===== SOURCE RECORDS
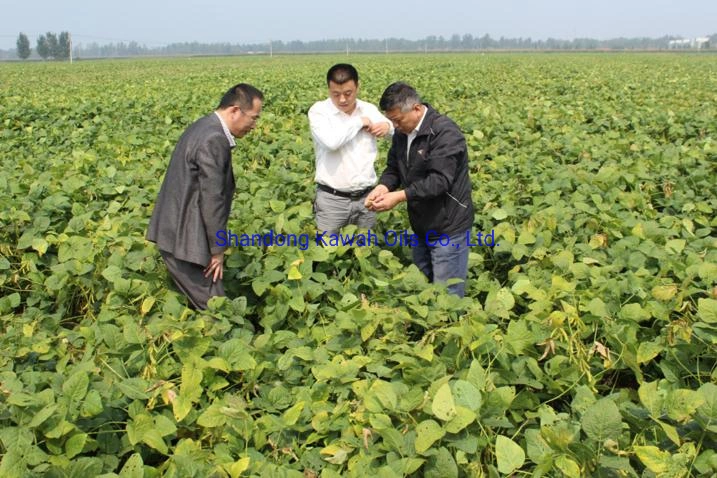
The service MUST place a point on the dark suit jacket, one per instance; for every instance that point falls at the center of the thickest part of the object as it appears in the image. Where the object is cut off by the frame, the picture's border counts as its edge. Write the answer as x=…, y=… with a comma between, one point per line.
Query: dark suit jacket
x=195, y=198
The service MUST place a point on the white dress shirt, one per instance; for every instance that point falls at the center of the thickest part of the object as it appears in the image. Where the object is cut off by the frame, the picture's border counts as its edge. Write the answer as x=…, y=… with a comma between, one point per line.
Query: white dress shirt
x=345, y=152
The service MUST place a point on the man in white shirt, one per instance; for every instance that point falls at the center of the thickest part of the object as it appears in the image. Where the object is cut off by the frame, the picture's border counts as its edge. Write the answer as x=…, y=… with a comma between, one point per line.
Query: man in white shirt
x=344, y=130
==========
Starting at the line with "Query: dark suit jacket", retype each line through the final one in the data above, unchanged and with nothing added.

▶ _ANSWER FOR THIS EXERCISE_:
Query: dark suit jacket
x=195, y=198
The service MUST place a point on the white dress shirt, one per instance; for every instance that point falls at the center of the thickest part of the object as it appears in the image. Where the object is cut off by the frame, the picture's border counts as its edge. Write the answer as x=…, y=… with a comma between, one point per line.
Query: white dress shirt
x=345, y=152
The service MUST place a point on the man in white shirt, one per instance; for every instance that point falls at the center of the thickest part of the object as it appears in the image. Where the object is cut off by the frame, the picture's border counts as its edge. Write the answer as x=…, y=… with a comma between, one point per line.
Query: man in white shirt
x=344, y=130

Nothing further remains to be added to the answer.